> _WHAT YOU NEED TO DO_
Write out again only the lines running from the one that contains "of the young" to the end of the records below, including both the first and the last.
[BEGIN]
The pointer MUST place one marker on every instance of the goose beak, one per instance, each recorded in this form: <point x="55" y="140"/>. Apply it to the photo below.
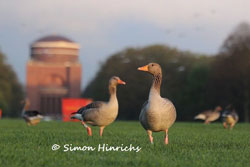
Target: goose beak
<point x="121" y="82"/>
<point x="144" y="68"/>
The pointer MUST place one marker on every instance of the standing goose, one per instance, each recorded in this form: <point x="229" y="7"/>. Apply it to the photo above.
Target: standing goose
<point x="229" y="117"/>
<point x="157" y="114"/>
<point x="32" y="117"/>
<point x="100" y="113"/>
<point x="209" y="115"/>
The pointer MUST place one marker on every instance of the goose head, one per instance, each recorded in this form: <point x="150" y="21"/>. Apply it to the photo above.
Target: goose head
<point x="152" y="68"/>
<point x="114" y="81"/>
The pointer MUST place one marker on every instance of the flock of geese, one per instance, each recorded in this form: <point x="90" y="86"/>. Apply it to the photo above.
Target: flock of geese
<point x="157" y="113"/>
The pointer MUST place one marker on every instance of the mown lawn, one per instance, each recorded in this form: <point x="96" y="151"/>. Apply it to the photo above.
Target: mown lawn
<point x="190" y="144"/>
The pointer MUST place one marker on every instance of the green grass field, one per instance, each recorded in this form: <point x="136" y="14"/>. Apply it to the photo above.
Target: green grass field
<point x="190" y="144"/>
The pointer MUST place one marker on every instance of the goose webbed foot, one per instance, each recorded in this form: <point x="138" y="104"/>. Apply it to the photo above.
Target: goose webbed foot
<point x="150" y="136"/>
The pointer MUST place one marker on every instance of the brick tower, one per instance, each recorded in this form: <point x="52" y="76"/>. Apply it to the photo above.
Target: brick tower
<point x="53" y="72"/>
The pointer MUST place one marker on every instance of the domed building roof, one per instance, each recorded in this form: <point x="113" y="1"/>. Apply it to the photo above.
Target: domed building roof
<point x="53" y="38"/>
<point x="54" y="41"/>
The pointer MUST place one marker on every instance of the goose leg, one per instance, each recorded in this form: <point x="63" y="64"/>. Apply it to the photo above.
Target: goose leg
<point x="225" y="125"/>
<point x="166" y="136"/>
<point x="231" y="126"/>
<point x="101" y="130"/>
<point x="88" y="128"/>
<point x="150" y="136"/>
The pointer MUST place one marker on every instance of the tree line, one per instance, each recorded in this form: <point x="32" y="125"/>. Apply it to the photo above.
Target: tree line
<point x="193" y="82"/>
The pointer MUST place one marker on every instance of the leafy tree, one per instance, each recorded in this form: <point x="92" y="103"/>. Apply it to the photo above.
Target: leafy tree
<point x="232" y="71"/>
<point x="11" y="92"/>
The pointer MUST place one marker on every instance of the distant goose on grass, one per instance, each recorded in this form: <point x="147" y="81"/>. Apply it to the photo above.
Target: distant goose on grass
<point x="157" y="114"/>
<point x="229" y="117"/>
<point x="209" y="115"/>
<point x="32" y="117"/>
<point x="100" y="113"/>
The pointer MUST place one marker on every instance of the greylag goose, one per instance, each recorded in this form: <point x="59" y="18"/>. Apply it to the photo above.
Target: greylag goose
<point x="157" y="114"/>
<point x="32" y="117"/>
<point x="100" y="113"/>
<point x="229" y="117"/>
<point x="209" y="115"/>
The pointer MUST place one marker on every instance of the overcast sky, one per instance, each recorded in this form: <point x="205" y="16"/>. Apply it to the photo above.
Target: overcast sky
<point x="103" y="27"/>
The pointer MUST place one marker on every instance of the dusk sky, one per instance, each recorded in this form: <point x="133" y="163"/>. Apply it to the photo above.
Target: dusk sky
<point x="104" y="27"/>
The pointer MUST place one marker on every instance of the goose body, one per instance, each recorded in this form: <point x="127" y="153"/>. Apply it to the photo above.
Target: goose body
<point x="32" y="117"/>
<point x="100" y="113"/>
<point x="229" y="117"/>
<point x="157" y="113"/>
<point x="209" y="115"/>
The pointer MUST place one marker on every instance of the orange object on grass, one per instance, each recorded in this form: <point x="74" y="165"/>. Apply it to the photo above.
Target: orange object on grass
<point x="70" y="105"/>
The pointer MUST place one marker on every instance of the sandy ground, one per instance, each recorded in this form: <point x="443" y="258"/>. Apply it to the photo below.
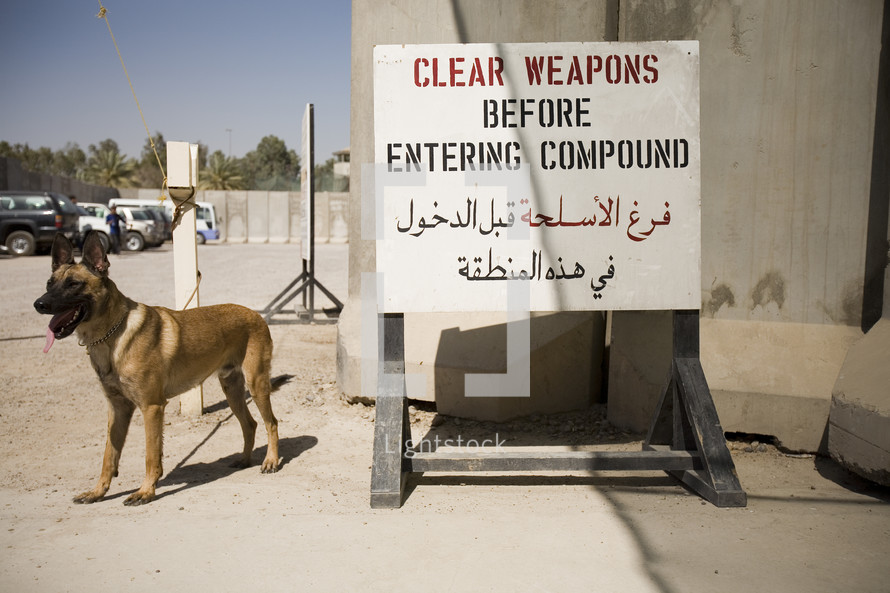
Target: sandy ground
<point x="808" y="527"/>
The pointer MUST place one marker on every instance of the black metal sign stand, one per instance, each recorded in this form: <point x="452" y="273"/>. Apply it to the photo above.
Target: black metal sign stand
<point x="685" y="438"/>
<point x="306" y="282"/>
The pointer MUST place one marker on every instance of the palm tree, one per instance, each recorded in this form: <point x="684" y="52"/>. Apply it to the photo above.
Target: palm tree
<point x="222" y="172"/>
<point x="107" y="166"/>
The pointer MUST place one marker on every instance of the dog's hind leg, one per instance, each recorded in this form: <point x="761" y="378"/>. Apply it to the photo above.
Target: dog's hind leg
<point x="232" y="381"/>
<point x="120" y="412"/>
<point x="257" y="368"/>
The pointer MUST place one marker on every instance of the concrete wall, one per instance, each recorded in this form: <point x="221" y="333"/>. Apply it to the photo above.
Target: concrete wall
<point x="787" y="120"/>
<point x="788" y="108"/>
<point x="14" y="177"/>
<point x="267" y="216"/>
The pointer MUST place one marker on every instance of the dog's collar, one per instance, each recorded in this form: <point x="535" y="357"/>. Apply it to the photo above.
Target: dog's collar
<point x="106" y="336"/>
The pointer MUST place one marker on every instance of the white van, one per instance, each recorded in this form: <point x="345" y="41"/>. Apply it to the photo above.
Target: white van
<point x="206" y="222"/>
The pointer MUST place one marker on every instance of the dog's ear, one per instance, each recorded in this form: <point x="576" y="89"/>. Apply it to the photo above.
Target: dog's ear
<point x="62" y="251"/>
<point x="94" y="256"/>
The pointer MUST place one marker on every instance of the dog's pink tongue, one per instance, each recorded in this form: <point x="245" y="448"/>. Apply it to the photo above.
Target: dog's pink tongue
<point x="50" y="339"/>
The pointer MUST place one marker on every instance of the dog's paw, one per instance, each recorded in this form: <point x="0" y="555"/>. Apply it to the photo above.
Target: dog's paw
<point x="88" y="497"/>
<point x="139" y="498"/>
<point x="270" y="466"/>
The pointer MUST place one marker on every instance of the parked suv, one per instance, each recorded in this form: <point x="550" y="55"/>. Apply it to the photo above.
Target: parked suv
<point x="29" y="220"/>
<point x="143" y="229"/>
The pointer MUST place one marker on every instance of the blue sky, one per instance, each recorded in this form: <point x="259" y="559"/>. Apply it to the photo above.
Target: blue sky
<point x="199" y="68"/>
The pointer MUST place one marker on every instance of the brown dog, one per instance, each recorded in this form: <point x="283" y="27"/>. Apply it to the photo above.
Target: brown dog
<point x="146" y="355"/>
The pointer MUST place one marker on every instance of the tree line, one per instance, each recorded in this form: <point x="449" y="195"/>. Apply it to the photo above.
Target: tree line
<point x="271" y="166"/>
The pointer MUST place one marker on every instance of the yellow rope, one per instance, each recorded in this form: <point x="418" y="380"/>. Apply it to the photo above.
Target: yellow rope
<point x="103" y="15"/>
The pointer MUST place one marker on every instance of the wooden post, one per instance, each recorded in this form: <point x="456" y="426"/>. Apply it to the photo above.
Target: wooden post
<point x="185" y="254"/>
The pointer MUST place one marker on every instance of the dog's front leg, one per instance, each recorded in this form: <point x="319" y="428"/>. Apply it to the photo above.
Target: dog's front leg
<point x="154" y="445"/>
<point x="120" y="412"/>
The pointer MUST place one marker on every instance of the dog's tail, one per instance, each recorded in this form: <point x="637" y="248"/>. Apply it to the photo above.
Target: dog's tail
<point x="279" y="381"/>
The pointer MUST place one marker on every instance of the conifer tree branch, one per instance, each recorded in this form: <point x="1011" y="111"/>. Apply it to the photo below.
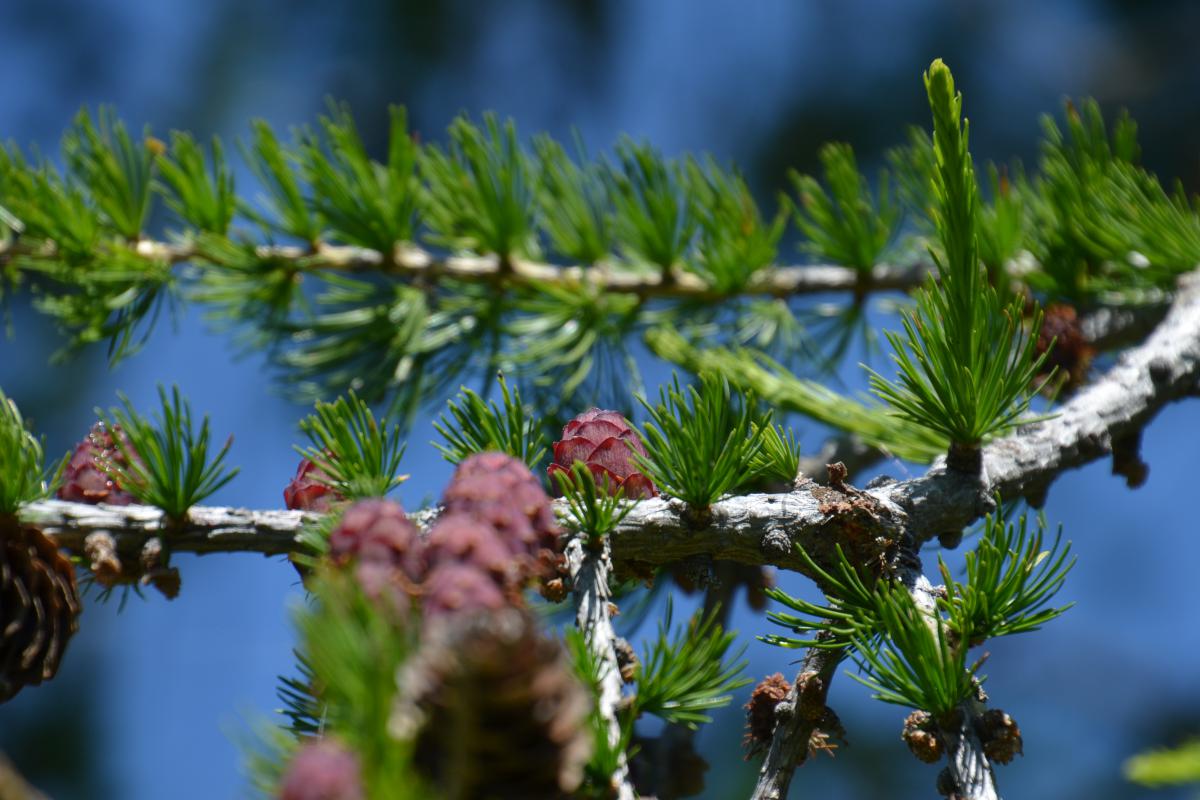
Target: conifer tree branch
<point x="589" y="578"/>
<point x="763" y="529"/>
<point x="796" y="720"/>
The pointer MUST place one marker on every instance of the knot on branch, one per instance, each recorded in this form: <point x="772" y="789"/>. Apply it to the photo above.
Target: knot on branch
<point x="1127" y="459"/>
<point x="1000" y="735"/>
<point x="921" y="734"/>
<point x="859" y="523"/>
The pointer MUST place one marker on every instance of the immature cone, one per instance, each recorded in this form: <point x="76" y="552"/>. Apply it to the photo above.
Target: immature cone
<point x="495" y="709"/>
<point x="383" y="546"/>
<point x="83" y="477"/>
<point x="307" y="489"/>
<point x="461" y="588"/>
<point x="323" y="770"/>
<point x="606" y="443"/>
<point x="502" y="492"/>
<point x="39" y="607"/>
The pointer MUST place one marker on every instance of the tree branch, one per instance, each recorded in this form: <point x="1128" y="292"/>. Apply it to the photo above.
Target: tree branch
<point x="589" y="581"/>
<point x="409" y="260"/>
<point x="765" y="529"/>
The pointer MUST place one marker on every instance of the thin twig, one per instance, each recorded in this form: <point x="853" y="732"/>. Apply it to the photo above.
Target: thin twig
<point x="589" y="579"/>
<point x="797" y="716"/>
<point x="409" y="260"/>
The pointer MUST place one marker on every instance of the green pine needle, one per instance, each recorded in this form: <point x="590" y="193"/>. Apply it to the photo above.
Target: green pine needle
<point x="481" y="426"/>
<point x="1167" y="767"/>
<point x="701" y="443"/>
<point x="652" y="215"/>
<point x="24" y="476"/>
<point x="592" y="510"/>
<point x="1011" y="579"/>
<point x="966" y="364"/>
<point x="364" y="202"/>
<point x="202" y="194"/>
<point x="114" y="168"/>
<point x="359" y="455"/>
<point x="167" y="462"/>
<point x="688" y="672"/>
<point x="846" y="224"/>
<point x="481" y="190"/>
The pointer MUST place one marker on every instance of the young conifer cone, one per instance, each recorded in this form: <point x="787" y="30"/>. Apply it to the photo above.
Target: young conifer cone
[END]
> _RESULT_
The pointer MUST place one marker on every instance of the young conifer cone, one per instance, each recorded in this form: <point x="787" y="30"/>. Apply it to the photo above.
Target: young conifer cone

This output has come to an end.